### Records for this task

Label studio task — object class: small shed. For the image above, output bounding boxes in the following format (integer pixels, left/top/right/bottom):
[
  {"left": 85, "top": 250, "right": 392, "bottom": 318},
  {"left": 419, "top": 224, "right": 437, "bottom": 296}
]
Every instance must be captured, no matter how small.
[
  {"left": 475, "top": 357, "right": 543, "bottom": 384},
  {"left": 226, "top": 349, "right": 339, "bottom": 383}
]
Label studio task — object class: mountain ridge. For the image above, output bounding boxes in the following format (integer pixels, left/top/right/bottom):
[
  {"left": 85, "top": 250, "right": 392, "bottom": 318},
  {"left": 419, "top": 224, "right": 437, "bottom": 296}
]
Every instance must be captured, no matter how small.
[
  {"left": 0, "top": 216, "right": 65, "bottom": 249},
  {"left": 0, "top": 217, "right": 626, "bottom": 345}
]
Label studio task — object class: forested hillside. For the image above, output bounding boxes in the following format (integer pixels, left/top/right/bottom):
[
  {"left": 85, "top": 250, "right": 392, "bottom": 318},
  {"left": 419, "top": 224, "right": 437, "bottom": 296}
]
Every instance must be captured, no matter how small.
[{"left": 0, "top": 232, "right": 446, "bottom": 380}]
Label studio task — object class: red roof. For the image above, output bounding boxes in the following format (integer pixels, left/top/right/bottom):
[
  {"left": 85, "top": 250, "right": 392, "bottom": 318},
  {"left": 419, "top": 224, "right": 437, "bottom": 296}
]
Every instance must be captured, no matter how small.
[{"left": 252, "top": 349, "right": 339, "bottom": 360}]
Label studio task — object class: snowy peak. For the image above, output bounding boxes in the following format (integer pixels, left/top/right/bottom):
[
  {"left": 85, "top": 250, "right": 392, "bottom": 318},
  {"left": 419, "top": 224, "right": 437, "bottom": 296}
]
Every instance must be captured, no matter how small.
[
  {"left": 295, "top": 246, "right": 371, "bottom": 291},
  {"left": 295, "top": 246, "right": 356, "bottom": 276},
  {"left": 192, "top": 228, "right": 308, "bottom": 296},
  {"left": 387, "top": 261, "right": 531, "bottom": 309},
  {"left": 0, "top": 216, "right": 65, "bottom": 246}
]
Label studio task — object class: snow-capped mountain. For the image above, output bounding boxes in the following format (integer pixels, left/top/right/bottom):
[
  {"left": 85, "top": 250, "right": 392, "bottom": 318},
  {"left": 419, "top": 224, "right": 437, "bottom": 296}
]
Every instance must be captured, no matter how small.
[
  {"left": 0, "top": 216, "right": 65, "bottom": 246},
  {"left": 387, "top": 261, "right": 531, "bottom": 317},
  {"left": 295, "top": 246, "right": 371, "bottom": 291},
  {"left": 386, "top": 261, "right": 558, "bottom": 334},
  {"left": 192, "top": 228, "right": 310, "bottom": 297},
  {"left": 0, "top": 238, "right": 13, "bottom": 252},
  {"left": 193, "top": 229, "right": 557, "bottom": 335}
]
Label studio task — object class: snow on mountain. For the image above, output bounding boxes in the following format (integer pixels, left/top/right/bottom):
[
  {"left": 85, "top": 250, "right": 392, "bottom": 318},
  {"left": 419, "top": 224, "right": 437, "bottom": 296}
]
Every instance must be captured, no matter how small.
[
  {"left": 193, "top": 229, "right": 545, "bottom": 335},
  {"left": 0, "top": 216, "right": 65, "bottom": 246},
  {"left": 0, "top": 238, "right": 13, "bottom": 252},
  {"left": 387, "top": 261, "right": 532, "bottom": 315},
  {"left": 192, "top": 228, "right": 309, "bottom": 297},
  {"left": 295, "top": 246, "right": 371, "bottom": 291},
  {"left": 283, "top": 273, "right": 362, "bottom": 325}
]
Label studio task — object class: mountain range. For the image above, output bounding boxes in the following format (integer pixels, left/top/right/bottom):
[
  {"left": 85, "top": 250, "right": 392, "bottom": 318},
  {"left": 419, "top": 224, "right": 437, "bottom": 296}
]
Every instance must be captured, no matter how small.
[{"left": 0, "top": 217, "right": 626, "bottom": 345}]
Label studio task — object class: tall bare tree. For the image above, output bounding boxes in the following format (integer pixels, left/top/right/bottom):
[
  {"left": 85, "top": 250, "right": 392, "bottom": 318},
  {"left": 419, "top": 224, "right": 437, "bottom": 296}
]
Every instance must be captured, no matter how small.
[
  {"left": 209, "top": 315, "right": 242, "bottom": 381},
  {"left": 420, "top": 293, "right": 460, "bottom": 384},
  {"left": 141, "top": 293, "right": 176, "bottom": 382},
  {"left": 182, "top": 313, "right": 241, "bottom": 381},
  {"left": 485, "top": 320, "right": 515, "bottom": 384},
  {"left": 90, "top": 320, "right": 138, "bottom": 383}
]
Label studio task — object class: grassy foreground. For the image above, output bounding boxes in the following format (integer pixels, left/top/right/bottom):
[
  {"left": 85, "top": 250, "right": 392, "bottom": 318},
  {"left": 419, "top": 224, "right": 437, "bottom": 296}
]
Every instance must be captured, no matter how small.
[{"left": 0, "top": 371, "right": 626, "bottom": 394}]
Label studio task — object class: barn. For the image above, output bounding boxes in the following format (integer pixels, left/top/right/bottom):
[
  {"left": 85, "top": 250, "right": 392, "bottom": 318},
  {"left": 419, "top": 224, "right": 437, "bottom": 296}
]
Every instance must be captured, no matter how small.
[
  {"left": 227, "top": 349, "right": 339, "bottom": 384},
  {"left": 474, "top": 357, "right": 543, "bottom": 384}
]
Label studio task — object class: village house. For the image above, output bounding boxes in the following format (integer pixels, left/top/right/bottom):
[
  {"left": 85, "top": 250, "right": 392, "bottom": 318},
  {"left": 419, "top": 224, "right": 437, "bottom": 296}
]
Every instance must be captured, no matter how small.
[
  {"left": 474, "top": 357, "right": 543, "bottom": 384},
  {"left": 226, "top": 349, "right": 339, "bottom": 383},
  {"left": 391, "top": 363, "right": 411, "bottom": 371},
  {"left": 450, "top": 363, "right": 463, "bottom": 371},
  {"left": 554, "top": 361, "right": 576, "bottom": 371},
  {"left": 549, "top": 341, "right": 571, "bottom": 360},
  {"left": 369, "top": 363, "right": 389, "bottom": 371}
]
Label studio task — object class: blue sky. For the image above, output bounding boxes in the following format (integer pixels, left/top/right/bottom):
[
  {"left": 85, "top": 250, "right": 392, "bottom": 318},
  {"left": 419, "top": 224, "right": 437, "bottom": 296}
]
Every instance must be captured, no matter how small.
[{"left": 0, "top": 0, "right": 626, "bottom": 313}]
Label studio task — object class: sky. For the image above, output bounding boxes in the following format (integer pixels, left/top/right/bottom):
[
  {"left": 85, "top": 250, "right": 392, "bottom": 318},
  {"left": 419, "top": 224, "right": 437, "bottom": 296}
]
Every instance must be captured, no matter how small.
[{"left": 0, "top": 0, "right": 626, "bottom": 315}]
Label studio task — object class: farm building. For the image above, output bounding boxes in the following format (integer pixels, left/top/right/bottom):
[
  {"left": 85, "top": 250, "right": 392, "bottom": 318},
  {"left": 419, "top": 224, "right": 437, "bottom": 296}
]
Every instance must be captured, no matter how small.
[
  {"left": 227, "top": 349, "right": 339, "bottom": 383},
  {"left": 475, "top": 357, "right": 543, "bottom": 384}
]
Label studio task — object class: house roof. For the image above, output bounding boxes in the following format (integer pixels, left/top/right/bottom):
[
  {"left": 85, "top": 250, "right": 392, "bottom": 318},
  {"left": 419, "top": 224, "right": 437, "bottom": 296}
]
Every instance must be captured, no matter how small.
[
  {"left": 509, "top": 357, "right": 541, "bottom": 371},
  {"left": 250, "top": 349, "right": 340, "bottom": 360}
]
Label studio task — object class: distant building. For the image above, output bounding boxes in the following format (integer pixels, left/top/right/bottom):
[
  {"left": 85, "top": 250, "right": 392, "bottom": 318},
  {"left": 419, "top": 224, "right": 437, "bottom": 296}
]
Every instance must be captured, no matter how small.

######

▶ **Problem description**
Reproduce verbatim the rows beginning at the line that contains "Label studio task — object class: house" and continuing through the end of the rows.

▶ **Reply to the task**
Label studio task — object class: house roof. For the image above, output bounding boxes in the following format (integer pixels, left/top/right/bottom):
[
  {"left": 85, "top": 250, "right": 392, "bottom": 318},
  {"left": 419, "top": 224, "right": 437, "bottom": 296}
]
Every instance must be captured, no matter how small.
[
  {"left": 509, "top": 357, "right": 541, "bottom": 371},
  {"left": 250, "top": 349, "right": 340, "bottom": 360}
]
Label studio task — object class: distant building. For the image above, output bounding boxes in the following format (integer pixels, left/top/right/bottom):
[
  {"left": 85, "top": 250, "right": 392, "bottom": 318},
  {"left": 419, "top": 224, "right": 437, "bottom": 296}
]
Every instance must be captured, no matter how small.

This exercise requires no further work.